== Text ==
*-*-*
The Hamas sources said Israeli warplanes and tanks continued to fire missiles and shells at houses and individuals in northern Gaza Saturday. At least 20 of the victims were civilians, including four women and 11 children.

Mo'aweya Hassanein, chief of emergency and ambulance services at the Palestinian health ministry, told reporters: "I have never witnessed such a high death toll since I started my career 20 years ago."

The highest number of death casualties in a single day was in November last year, when the Israeli army killed 21 Palestinians. Saturday was the bloodiest and the most violent since 1967.

Hassanein warned of a humanitarian disaster if Israeli airstrikes were allowed to go on, referring to the lack of medical support and fuel for ambulances after more than eight months of Israeli closure on the Gaza Strip.

Several militant groups, including Hamas and Islamic Jihad (Holy War), meanwhile claimed to have launched dozens more homemade rockets and mortars at Israel despite the offensive.

Speaking to members of the Palestinian National Council (PNC) in a meeting held earlier in Ramallah, Palestinian President President Abbas said: "What is actually happening in Gaza is more than a holocaust" - a reference to a recent statement by an Israeli official.
*-*-*
== Data listing ==
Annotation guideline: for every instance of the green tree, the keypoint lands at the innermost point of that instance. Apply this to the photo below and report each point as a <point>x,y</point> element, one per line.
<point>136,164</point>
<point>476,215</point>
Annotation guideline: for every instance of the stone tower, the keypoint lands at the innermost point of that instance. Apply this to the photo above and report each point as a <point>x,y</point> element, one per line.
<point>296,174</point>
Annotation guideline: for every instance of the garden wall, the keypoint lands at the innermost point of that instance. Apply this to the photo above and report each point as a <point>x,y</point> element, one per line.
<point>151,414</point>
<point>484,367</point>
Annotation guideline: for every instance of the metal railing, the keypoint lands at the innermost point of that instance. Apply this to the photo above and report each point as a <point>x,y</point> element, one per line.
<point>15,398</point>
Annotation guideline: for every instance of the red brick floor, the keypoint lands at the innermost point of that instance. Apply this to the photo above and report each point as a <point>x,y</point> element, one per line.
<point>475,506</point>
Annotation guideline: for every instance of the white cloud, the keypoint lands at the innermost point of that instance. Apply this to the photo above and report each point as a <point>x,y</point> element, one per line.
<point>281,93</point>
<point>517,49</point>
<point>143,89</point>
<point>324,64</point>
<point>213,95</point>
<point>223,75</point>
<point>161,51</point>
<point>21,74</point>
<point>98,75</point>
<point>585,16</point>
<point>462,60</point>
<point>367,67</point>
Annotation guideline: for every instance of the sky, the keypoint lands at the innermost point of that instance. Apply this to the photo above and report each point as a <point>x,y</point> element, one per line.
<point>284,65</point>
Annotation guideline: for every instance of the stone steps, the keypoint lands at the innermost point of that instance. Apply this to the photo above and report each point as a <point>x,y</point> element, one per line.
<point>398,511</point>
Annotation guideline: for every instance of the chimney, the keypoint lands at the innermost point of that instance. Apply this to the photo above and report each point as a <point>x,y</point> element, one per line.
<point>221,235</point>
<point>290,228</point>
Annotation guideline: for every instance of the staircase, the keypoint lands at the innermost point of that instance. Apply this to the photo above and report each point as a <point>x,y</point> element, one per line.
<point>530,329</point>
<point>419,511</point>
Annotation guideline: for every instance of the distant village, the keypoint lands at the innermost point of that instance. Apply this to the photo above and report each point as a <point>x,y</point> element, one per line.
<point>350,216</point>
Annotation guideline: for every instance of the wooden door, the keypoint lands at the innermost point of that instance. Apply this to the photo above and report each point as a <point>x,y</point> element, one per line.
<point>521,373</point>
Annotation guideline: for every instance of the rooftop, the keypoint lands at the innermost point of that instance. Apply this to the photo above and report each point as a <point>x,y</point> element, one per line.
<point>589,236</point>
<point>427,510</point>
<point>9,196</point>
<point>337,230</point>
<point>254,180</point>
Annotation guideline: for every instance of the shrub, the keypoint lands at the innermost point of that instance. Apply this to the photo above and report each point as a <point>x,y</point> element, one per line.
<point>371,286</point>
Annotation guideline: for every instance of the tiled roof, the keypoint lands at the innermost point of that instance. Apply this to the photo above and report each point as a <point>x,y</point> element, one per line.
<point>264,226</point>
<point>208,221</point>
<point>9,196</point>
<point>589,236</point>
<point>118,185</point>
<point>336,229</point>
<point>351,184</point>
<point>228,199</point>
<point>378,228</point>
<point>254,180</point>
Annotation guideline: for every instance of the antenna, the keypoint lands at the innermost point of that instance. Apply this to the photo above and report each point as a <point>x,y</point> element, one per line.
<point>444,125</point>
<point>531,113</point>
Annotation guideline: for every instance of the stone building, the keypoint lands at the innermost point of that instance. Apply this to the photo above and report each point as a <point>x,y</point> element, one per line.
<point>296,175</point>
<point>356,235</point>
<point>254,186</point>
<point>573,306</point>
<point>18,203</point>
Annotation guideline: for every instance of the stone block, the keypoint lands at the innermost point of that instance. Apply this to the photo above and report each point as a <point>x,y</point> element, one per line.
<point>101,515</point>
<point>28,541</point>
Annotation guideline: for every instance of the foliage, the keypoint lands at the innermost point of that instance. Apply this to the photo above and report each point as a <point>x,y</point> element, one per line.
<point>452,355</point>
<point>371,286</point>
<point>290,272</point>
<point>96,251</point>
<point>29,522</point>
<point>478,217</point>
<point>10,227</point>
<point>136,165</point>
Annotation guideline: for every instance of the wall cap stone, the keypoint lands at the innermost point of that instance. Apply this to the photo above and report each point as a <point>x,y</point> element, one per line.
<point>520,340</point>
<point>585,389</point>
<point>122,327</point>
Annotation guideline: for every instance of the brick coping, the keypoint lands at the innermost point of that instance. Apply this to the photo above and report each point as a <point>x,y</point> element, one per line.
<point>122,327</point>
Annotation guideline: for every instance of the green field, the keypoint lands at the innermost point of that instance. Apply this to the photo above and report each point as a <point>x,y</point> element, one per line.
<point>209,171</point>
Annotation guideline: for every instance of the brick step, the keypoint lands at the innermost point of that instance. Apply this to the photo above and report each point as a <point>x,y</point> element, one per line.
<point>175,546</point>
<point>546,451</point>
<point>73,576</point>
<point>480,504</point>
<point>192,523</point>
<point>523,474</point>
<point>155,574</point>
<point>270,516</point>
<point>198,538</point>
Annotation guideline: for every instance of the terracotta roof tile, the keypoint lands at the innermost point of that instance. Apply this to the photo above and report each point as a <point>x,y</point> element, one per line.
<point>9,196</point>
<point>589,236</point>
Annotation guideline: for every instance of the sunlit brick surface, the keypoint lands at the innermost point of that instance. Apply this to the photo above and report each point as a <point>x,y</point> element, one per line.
*-*-*
== Work instruction 1 ==
List every count of people killed or of victims that the news excerpt gives, along with who each number refers to.
== Work instruction 2 ==
According to the news excerpt, why did Hassanein warn of a humanitarian disaster if the Israeli airstrikes went on?
== Work instruction 3 ==
Answer these questions using the news excerpt:
(a) How many years had Hassanein been working when he made his statement?
(b) In what month did the earlier highest single-day death toll take place?
(c) Where was the meeting with members of the Palestinian National Council held?

== Output 1 ==
- At least 20: victims who were civilians
- Four: women among those civilians
- 11: children among those civilians
- 21: Palestinians killed by the Israeli army in a single day in November last year

== Output 2 ==
He pointed to the lack of medical support and of fuel for ambulances. That lack came after more than eight months of Israeli closure on the Gaza Strip.

== Output 3 ==
(a) 20 years
(b) November last year
(c) Ramallah